11.14.2003

On Ghosts

Or, spirits, specters, shades, traces, shadows. Carrying my grandfather's name (he was Guillermo Alberto) is one avenue that takes me through ghost-hood. I never had a chance to see him after I left Venezuela in 1982. He died shortly before I returned in 1990. His death belongs to another text, but I'll mention that it was self-imposed. At a certain point, he woke up one morning and refused to speak, eat, or move from the bed. This refusal extended through several weeks, during which he lost more and more weight and, despite medical interventions and a stay in the hospital, he eventually died in his bed on the third floor of my family's house. Every time I've returned to the house since his death I've been aware of his presence. My grandmother died in 1998, and she too is a part of that house now.

Jean-Michel Basquiat painted in an effort (at times) "to repel ghosts." It's almost irreleveant that these ghosts might have been his own addictions, the white art world, fame, etc. What concerns me is his evocation of ghosts on the same plane as words and brushstrokes. Wilson Harris's masterpiece novel Jonestown (Faber, 1996) is told by a ghost named Francisco Bone. The novel is in the form of a manuscript he sends to Harris, recounting his journeys after dying in the Jim Jones Guyana massacre/suicide. Francisco tries to understand how his ghostliness had existed even before his death, by virtue of his own "Indianness," and its history of genocide during European colonization of the Americas.

» **Work task 1**
Translate this sentence from the post on ghosts into Spanish: "His death belongs to another text, but I'll mention that it was self-imposed."
» **Work task 2**
According to the post on ghosts, who narrates Wilson Harris's novel Jonestown?
» **Work task 3**
Carry on the post on ghosts from the point where it stops.

» **Given material**
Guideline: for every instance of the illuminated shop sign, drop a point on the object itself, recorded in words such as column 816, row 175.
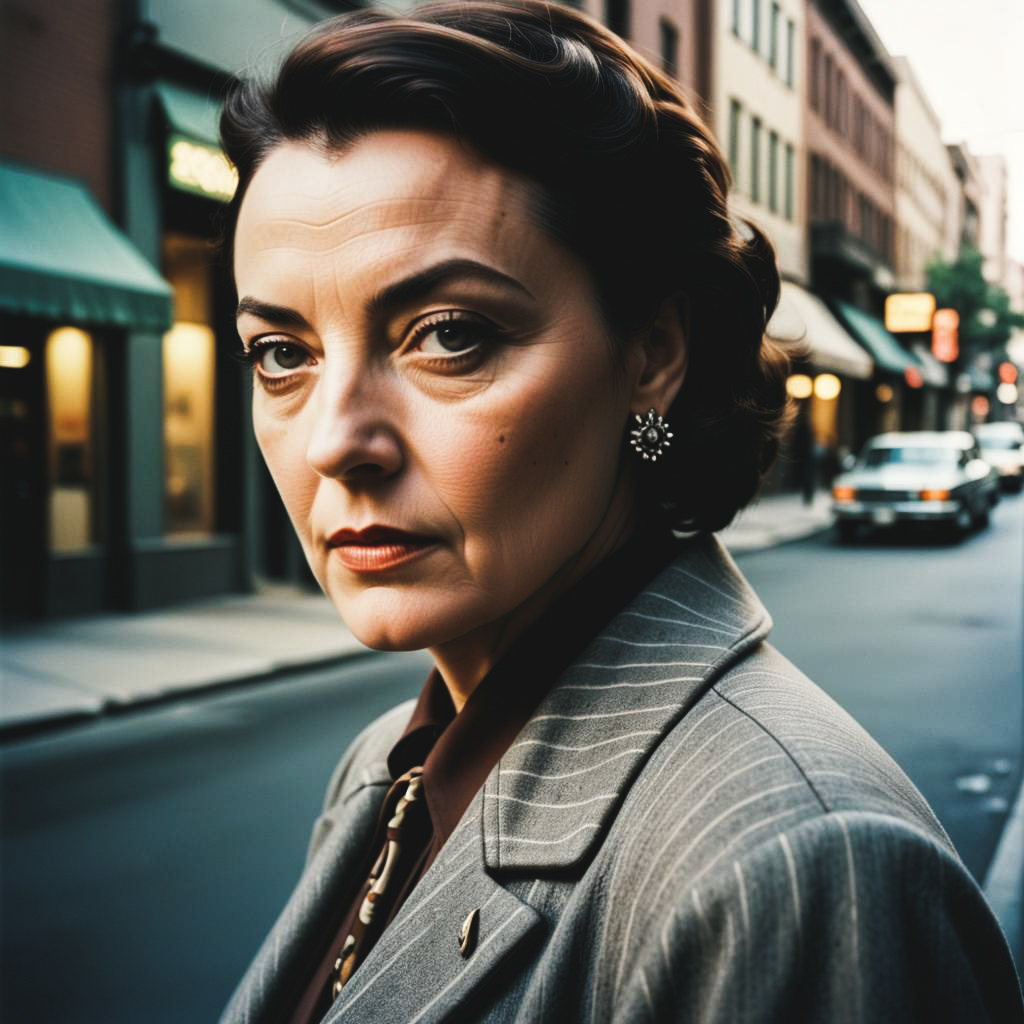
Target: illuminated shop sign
column 909, row 311
column 200, row 168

» **Task answer 1**
Su muerte pertenece a otro texto, pero mencionaré que fue autoimpuesta.

» **Task answer 2**
A ghost named Francisco Bone.

» **Task answer 3**
"How peculiar are the proportions of the split mind of my age, hell...How peculiar are the challenges ingrained into original epic, modern epic...My invisibility--his difficulty to see me for what I was, who I was, neither damned nor saved but drifting somewhere between the two realms in their archetypal intercourse--was the price I must pay to suffer the anguish of addiction to American classics of anger that ran through my mixed ancestries and his puritan logic. I was linked to him in self-understanding within my Dream-book because of the humour, the elemental humour, of savage gods and goddesses though he was unaware of it."
(119)

Francisco ends up referring to the "Dream-book" he has sent to Wilson Harris as a "translation." While acknowledging the impossibility of a satisfactory translation, Francisco feels that it is his only way of communicating. The translation he writes embraces failure as its starting point. In his narrative, he quotes an apparition of a Virgin Goddess who speaks to him about his situation:

"Oracles are steeped in hidden texts that may scarcely be translated. But still translations in your own tongue (let me say), orchestrated fabrics imbued with music--are necessary. Again such translations are the price you must pay, Francisco, to see the Dead alive after knowing them Dead..."
(130)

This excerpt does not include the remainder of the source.